USING THE INFORMATION:
- A) In the passage on stability in unsettled times, which book of the Bible was Barbara reading when she came across the phrase "the stability of your times"?
- B) Continue the passage on stability in unsettled times, beginning after its final question.

TEXT PROVIDED:

Many followers of Christ feel just as unsettled over the unprecedented transformation in the moral climate of our culture. The world’s views on human sexuality, especially, have changed so quickly that Christians are now labeled as bigots for holding to biblical standards. We don’t know how to act, what to say or not say.

And inside our individual homes, many may be feeling disoriented and disheartened because of illness, hardships, failed relationships, or recent deaths of friends or family. Like a friend of ours who just received a cancer diagnosis—her world has just been shaken. Perhaps your world has been shaken, too.

Our stability

A couple of years ago I (Barbara) was reading through the book of Isaiah, and I came across a passage I had never noticed before. Isaiah 33:5-6 says, “The Lord is exalted, for he dwells on high; he will fill Zion with justice and righteousness, and he will be the stability of your times, abundance of salvation, wisdom, and knowledge; the fear of the Lord is Zion’s treasure.”

I was struck by that phrase in the middle: “and he will be the stability of your times…” At the time our country was experiencing an economic downturn. Everyone in America was feeling the impact.

When life feels insecure and unstable—not just in the world outside but also inside your family—remember that God is ultimately in control. No matter what is happening around you or how unsteady the world feels, He is our sure and stable foundation.

In many ways, America has been a pretty stable country for the last few decades. But it may not continue to be. When you feel the ground shift beneath your feet, it’s good to remember that Jesus is your Rock and your Fortress. He will be the stability of your times.

Dealing with the hardships of life

Life will never be easy. We will always face problems and hardship. That would be true even if our culture felt more stable than it does today, for the Scriptures promise us, “In the world you shall have tribulation.”

So how will we deal with loss, with grief, with fear, with suffering? How do we respond when things don’t go our way? And how do we teach our children to face the hardships of life?

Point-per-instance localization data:
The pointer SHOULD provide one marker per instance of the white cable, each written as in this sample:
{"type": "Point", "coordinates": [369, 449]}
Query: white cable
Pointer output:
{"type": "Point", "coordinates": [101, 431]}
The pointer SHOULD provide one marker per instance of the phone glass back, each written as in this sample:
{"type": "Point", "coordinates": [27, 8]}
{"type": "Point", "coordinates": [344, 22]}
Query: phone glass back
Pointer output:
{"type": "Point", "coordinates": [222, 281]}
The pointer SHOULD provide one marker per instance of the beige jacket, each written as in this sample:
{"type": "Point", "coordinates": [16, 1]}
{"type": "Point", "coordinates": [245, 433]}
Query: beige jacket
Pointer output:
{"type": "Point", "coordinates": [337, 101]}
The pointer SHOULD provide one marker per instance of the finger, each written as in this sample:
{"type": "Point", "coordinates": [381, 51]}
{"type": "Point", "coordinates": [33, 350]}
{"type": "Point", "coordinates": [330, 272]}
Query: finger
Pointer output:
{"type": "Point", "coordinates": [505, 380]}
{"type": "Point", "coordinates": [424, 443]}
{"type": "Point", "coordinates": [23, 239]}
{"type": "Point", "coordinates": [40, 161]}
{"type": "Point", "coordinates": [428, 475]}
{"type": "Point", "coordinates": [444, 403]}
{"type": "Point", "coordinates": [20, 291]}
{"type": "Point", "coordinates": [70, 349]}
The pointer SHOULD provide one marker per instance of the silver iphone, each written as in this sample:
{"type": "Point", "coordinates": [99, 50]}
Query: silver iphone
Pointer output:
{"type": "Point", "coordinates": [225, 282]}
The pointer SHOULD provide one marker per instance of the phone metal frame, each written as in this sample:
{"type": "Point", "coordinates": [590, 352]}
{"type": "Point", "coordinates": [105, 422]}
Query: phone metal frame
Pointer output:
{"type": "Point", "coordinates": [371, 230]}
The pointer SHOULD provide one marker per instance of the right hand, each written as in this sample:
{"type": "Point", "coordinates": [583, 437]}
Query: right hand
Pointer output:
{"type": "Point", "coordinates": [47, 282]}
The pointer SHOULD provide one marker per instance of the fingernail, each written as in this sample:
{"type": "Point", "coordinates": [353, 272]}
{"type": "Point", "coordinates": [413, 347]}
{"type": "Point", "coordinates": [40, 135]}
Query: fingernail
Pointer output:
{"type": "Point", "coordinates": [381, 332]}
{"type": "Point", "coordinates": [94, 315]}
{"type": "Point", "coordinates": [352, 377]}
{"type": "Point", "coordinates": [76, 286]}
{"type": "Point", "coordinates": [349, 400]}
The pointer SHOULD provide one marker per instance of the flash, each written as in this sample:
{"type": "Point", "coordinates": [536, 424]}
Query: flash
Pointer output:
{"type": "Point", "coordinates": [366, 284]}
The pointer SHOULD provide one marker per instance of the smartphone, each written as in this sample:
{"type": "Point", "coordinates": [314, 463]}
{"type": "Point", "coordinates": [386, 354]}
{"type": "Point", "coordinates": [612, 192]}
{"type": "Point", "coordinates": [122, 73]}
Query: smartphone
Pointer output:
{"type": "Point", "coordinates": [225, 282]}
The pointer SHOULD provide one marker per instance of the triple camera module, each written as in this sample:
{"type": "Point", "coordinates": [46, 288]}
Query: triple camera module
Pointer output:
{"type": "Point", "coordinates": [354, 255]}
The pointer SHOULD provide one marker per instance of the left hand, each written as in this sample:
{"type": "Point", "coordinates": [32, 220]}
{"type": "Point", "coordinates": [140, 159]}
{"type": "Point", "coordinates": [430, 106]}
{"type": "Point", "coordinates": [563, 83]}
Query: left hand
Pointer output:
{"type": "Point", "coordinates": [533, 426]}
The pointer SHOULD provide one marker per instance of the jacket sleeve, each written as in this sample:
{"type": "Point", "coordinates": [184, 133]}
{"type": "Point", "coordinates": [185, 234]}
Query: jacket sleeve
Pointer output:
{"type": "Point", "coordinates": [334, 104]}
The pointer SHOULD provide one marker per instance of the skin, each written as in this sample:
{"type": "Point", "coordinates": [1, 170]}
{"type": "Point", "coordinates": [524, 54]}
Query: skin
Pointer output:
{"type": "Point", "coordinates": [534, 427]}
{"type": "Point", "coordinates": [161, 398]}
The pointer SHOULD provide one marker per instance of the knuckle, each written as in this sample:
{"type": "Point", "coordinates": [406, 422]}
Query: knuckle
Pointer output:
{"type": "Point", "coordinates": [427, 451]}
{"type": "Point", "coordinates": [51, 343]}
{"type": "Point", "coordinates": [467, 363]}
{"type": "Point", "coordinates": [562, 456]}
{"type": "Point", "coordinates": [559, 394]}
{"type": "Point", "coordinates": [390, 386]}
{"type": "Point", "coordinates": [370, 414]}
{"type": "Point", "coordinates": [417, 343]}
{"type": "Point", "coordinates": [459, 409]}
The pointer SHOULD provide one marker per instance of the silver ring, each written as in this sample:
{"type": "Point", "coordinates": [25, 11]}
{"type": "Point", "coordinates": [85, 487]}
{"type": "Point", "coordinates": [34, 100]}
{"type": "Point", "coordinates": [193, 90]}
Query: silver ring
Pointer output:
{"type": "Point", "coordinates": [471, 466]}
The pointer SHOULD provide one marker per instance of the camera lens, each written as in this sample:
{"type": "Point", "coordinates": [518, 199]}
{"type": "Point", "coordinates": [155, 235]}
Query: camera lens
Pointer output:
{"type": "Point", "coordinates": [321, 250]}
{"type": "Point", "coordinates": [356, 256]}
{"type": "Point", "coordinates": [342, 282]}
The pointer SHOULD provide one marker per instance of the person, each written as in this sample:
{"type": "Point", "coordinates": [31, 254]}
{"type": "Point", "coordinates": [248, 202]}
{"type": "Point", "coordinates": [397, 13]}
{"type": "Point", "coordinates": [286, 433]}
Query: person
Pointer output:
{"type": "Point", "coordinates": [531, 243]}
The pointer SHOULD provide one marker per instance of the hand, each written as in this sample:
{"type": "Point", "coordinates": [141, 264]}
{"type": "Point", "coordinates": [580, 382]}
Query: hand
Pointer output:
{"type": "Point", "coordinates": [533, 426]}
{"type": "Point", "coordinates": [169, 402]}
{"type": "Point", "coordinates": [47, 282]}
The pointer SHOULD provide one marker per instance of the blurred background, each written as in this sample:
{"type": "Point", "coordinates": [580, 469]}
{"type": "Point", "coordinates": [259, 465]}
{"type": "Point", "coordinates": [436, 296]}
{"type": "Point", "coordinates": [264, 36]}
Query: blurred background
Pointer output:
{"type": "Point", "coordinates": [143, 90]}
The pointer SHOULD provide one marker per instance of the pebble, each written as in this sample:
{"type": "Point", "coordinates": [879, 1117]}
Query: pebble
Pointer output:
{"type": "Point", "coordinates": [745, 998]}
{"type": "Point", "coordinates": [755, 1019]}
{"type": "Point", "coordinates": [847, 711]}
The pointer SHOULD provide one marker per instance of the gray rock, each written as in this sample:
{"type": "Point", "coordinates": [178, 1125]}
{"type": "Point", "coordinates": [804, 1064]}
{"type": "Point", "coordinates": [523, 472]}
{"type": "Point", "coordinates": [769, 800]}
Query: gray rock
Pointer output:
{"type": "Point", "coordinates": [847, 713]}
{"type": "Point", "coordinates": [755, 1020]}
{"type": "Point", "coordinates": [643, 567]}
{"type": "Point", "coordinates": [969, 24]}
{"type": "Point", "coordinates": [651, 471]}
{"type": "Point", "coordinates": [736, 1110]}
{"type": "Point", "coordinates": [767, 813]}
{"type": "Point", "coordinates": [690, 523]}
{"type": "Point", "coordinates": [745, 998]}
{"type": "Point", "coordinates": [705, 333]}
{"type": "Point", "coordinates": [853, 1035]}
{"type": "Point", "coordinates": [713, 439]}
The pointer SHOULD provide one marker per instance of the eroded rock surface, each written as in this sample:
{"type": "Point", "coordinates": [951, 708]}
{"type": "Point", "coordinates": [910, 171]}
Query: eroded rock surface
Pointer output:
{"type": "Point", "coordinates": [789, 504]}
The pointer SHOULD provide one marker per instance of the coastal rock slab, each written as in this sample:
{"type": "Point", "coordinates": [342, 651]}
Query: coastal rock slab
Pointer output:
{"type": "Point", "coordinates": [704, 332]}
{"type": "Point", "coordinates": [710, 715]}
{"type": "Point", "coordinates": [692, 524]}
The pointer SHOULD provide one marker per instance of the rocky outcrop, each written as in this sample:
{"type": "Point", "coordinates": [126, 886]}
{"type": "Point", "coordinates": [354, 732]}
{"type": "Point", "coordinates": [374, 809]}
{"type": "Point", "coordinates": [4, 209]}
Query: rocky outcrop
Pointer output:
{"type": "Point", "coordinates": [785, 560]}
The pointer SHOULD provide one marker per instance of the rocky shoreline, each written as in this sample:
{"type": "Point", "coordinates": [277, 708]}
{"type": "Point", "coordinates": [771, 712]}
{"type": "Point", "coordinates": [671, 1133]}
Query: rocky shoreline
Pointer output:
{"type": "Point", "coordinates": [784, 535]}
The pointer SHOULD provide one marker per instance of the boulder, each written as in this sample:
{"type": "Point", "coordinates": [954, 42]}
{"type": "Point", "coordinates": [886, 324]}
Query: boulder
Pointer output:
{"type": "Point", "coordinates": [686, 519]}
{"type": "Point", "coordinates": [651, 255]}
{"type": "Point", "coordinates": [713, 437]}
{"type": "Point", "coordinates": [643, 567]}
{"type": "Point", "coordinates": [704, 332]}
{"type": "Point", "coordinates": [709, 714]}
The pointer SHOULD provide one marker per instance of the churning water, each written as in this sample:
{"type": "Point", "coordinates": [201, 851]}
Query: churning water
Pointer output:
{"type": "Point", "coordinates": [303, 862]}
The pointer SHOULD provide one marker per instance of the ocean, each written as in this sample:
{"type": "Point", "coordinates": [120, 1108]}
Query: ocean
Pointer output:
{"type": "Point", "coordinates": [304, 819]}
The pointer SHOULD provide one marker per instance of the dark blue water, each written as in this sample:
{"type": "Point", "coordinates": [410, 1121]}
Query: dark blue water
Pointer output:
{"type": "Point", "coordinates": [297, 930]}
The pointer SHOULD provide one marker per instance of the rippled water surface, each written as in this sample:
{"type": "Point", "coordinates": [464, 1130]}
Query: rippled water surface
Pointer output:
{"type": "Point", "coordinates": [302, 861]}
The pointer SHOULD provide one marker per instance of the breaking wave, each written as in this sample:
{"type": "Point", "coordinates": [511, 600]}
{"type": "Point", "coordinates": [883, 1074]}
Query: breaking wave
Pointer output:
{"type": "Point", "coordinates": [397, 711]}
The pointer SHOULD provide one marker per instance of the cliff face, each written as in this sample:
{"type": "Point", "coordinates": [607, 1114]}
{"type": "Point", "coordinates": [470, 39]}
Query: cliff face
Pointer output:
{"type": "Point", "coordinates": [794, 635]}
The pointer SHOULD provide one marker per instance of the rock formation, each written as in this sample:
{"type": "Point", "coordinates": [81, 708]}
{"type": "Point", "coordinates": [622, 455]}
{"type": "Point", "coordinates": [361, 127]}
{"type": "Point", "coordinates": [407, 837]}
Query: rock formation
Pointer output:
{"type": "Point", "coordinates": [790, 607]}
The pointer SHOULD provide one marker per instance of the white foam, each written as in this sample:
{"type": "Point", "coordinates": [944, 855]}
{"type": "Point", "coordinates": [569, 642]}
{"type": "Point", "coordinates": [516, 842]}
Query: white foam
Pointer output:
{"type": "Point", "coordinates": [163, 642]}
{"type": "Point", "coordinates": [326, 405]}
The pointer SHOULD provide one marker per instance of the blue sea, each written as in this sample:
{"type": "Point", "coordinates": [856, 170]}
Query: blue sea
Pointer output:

ANSWERS IN ORDER:
- A) She was reading the book of Isaiah (Isaiah 33:5-6).

- B)
Christians today need to know more about God, more about ourselves, and more about the mission God has given us. Here are seven things to remember:

1. God is alive. He has not disappeared. He is eternal, all-powerful, and all-knowing, just as He has been from the beginning of time. As Isaiah 40:28 tells us, “… The LORD is the everlasting God, the Creator of the ends of the earth. He does not faint or grow weary; his understanding is unsearchable.”

2. God never changes. Psalm 90 (KJV) begins, “Lord, Thou has been our dwelling place in all generations … even from everlasting to everlasting, Thou art God.” Inspired by these words, Isaac Watts wrote the following verses in the enduring hymn, “O God, Our Help in Ages Past.” They remind us that our fears, though circumstantially different than his in ages past, are still the same:

Our God, our help in ages past,
Our hope for years to come,
Our shelter from the stormy blast,
And our eternal home.

Under the shadow of Thy throne
Thy saints have dwelt secure;
Sufficient is Thine arm alone,
And our defense is sure.

We all fear the loss of life, health, freedom, and peace. We fear the unknown future. But do you know who will be with us? Jesus, the One who is “the same yesterday, today, and forever” (Hebrews 13:8).

3. God offers eternal life. If you have received Christ as your Lord and Savior, your sins have been forgiven because of Christ’s sacrifice on the cross. You are a child of God, and as Romans 8:38-39 tells us, “neither death nor life, nor angels nor rulers, nor things present nor things to come, nor powers, nor height nor depth, nor anything else in all creation, will be able to separate us from the love of God in Christ Jesus our Lord.” That is encouraging.

4. God has won the battle. He has defeated death. History will culminate in Christ’s return. No matter what we experience in the world, we can find peace in Him. In John 16:33 Jesus tells us, “I have said these things to you, that in me you may have peace. In the world you will have tribulation. But take heart; I have overcome the world.”

5. God is still in control. He is not surprised by anything going on in the world, or in your life. He is the sovereign, omnipotent King of kings. Even in times of uncertainty and chaos, Romans 8:28 (NASB) is still in force: “And we know that God causes all things to work together for good to those who love God, to those who are called according to His purpose.” So is 1 Thessalonians 5:16-18 (NASB), which tells us, “Rejoice always; pray without ceasing; in everything give thanks; for this is God’s will for you in Christ Jesus.”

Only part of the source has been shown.